WRITTEN TASKS
**A)** List every division or group at Fermilab that the Terri Shaw profile names.
**B)** Reproduce the passage of the Terri Shaw profile between "Almost 30 years." and "for you like?", inclusive, with no changes.

SOURCE EXCERPT
....
Terri Shaw, electrical engineer

Terri Shaw is an electrical engineer in the Particle Physics Division. Photo: Reidar Hahn

How long have you been at Fermilab?
Almost 30 years. I started as a co-op student in 1981 in the Accelerator Division. I liked it so much I applied for a permanent position when I graduated in '85. I started in the Particle Instrumentation Group of the Research Division, working for CDF.

What is a typical day for you like?
I don't always know what I'm going to do each day; it depends on what is the highest priority. The last project I worked on was the Dark Energy Survey. That involved a lot of travel to Chile and the installation of the camera down there. Now I am a project engineer for the LBNE far detector. I do a lot of planning, trying to coordinate the initial testing for some of the prototypes. I have meetings to attend and phone conversations, collaborating with university groups that are involved, making sure we get things to work in the end. The rest of my time is spent working for the CMS upgrade. I never come in and find myself bored.

How did you get interested in this type of work?
....
DATASET EXTRACT
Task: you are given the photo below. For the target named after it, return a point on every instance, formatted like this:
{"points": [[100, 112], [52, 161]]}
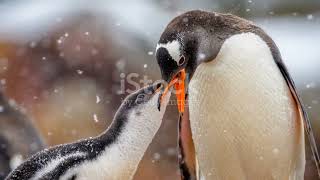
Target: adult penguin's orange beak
{"points": [[178, 82]]}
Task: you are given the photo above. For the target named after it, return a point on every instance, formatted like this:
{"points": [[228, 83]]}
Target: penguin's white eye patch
{"points": [[173, 49], [181, 60]]}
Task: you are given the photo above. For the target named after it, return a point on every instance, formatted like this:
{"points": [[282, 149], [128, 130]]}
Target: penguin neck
{"points": [[126, 141]]}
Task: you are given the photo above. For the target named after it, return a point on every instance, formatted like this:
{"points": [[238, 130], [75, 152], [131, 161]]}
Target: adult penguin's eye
{"points": [[181, 60]]}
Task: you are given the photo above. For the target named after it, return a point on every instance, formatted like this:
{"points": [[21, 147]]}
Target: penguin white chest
{"points": [[244, 120]]}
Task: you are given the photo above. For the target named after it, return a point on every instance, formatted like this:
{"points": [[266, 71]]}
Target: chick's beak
{"points": [[178, 82]]}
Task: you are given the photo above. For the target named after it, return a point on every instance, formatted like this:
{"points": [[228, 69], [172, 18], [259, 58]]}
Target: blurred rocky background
{"points": [[67, 63]]}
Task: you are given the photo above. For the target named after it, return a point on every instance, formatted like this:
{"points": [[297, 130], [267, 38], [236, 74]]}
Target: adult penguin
{"points": [[246, 118]]}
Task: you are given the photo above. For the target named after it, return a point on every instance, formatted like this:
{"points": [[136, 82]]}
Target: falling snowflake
{"points": [[79, 71], [97, 99], [95, 118]]}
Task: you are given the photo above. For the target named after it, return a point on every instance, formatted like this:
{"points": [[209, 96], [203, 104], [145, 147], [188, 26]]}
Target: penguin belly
{"points": [[244, 119]]}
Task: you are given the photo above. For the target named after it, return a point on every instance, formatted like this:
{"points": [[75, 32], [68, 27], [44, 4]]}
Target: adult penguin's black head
{"points": [[193, 38]]}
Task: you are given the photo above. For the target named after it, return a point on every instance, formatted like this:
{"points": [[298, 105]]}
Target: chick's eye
{"points": [[181, 60]]}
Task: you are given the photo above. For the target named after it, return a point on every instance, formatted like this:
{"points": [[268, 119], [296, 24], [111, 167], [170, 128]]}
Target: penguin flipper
{"points": [[187, 159], [302, 111]]}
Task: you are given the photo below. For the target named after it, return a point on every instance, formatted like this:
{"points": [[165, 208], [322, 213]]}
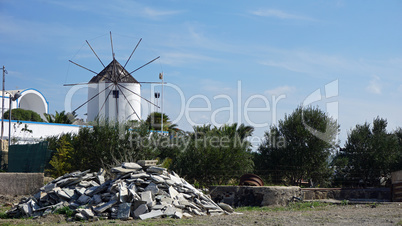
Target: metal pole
{"points": [[9, 124], [2, 103], [162, 105]]}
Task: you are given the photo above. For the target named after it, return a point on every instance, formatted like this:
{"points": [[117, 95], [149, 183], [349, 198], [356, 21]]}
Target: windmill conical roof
{"points": [[114, 72]]}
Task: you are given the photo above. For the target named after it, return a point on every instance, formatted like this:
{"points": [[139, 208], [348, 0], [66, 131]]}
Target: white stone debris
{"points": [[139, 190]]}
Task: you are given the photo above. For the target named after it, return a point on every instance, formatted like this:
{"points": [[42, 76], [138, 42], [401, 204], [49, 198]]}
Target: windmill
{"points": [[114, 93]]}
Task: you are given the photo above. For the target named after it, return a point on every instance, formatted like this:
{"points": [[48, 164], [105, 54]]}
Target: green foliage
{"points": [[23, 115], [370, 153], [3, 215], [344, 202], [298, 148], [154, 122], [65, 210], [292, 206], [214, 155], [61, 117]]}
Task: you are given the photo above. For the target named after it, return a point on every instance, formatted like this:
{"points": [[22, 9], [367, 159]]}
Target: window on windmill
{"points": [[115, 94]]}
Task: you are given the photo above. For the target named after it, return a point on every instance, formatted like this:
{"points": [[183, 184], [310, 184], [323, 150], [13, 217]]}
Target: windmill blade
{"points": [[154, 82], [144, 65], [77, 84], [95, 53], [111, 43], [92, 98], [128, 102], [132, 53], [82, 67], [138, 95], [107, 97]]}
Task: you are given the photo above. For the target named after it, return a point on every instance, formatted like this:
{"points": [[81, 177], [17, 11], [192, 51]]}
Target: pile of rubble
{"points": [[139, 190]]}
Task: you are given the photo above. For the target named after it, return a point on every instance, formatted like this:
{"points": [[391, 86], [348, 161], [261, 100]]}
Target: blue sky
{"points": [[251, 52]]}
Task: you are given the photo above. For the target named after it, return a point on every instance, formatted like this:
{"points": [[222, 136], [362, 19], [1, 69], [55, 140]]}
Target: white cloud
{"points": [[158, 13], [180, 58], [278, 14], [375, 85], [280, 90]]}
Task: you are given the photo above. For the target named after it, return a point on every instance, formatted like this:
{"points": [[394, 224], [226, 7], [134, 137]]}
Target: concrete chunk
{"points": [[157, 179], [147, 196], [170, 211], [141, 209], [131, 165], [147, 162], [122, 170], [152, 214], [105, 206], [156, 170], [88, 213], [172, 192], [153, 188], [84, 199], [124, 211]]}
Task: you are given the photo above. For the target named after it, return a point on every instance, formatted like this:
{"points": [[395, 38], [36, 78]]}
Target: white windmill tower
{"points": [[113, 93]]}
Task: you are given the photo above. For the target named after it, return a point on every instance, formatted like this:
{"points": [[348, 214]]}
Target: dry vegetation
{"points": [[312, 213]]}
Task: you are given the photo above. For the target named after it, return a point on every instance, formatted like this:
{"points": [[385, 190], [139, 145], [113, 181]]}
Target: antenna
{"points": [[111, 43]]}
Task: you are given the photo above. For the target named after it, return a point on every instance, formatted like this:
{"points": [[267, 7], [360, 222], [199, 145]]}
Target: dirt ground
{"points": [[331, 214]]}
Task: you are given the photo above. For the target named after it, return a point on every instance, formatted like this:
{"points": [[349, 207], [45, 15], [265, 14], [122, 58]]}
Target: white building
{"points": [[30, 99]]}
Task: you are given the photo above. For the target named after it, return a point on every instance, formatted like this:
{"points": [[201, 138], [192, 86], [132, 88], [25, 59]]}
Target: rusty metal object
{"points": [[250, 179]]}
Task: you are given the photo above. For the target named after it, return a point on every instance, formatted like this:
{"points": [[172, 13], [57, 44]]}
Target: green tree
{"points": [[154, 122], [23, 115], [213, 155], [298, 148], [370, 154]]}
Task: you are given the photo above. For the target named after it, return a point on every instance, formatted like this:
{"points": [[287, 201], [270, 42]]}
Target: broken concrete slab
{"points": [[123, 211], [152, 214], [131, 165], [141, 209]]}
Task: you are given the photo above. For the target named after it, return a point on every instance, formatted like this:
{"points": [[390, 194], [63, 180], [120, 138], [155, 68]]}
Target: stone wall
{"points": [[374, 194], [254, 196], [20, 183]]}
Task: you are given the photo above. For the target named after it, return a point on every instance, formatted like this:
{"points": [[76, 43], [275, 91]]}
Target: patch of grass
{"points": [[344, 202], [293, 206], [169, 221], [3, 215]]}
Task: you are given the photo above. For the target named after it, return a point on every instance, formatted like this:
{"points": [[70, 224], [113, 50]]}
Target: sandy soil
{"points": [[352, 214]]}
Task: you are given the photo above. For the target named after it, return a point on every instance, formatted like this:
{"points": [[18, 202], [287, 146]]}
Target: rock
{"points": [[131, 165], [187, 215], [157, 179], [87, 213], [122, 170], [84, 199], [123, 211], [141, 190], [170, 211], [152, 188], [141, 209], [156, 170], [147, 196], [152, 214], [105, 206], [146, 163], [226, 207]]}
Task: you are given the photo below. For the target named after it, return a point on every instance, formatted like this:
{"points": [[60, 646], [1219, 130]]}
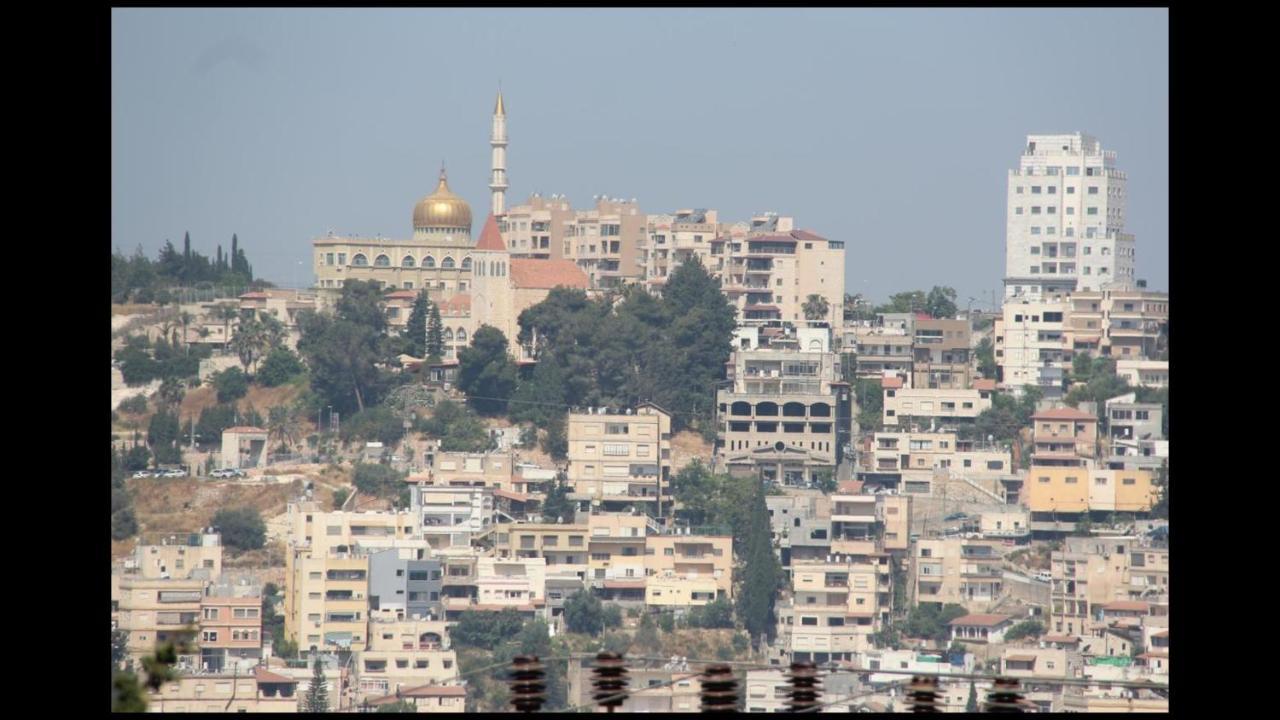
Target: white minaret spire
{"points": [[498, 141]]}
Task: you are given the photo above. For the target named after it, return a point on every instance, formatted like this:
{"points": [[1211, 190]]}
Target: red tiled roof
{"points": [[1064, 414], [531, 273], [983, 620], [460, 302], [264, 675], [489, 237], [1128, 605]]}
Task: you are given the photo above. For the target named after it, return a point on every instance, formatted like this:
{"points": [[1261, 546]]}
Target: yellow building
{"points": [[403, 654], [621, 458], [685, 570], [1078, 490]]}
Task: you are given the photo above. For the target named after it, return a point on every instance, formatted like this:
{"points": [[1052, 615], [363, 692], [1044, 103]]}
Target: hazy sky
{"points": [[890, 130]]}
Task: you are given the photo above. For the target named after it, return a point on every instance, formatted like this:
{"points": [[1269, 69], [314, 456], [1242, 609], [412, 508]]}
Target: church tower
{"points": [[498, 141]]}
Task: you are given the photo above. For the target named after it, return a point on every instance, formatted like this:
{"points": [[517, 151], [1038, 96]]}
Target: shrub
{"points": [[242, 528]]}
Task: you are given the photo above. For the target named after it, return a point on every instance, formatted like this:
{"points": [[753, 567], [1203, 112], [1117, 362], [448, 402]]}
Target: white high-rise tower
{"points": [[498, 141], [1065, 222]]}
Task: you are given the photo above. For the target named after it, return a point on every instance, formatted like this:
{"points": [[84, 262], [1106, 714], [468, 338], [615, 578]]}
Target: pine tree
{"points": [[318, 693], [416, 328], [435, 336]]}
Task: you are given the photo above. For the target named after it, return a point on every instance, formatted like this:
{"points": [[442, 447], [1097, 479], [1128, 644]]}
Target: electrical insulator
{"points": [[720, 689], [923, 695], [804, 687], [528, 683], [609, 680], [1004, 697]]}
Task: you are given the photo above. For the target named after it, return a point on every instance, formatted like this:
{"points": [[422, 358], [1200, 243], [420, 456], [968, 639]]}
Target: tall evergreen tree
{"points": [[435, 335], [416, 328], [318, 692], [762, 573]]}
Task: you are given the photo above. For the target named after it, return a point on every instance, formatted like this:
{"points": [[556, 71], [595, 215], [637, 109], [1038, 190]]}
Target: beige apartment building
{"points": [[941, 354], [154, 611], [786, 417], [682, 570], [964, 572], [1092, 572], [1033, 346], [621, 458], [835, 606], [935, 405], [1124, 324], [403, 654]]}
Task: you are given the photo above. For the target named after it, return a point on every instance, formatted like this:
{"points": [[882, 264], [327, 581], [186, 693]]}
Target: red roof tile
{"points": [[489, 237], [530, 273]]}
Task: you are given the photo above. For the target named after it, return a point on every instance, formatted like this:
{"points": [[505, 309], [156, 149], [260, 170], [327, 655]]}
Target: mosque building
{"points": [[479, 281]]}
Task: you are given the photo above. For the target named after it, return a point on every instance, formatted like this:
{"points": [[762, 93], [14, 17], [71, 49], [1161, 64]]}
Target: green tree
{"points": [[316, 698], [415, 332], [558, 506], [348, 352], [941, 302], [816, 308], [434, 336], [762, 574], [242, 528], [231, 384], [986, 354], [584, 614], [485, 372], [279, 367]]}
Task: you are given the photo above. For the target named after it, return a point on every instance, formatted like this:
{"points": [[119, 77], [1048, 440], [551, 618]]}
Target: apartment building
{"points": [[786, 417], [403, 654], [259, 691], [941, 355], [1144, 373], [684, 570], [1033, 345], [621, 458], [1064, 437], [1065, 220], [563, 547], [231, 625], [964, 572], [933, 406], [1125, 323], [178, 556], [835, 606], [538, 228], [617, 543], [154, 611], [1091, 572], [406, 583]]}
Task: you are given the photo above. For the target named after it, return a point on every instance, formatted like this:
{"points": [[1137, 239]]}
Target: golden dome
{"points": [[442, 209]]}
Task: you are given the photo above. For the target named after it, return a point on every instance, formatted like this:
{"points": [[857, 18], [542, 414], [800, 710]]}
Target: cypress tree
{"points": [[435, 335], [416, 329], [318, 693]]}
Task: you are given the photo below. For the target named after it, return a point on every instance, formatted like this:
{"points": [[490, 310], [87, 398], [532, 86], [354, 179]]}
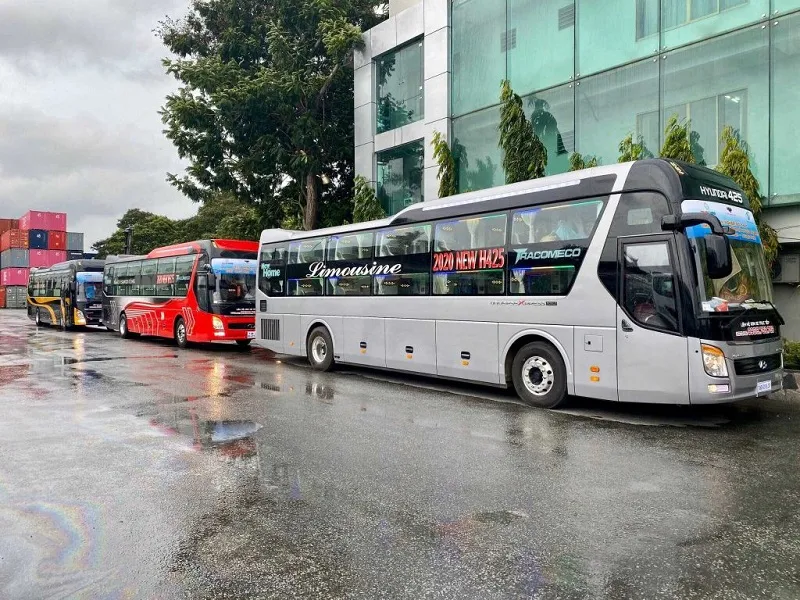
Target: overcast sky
{"points": [[81, 84]]}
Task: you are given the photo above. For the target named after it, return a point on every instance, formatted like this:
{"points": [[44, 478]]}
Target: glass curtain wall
{"points": [[591, 73], [400, 173], [400, 87]]}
....
SOLUTIONS BY TASK
**A)**
- Particle Physics Division
- Accelerator Division
- Particle Instrumentation Group
- Research Division

**B)**
Almost 30 years. I started as a co-op student in 1981 in the Accelerator Division. I liked it so much I applied for a permanent position when I graduated in '85. I started in the Particle Instrumentation Group of the Research Division, working for CDF.

What is a typical day for you like?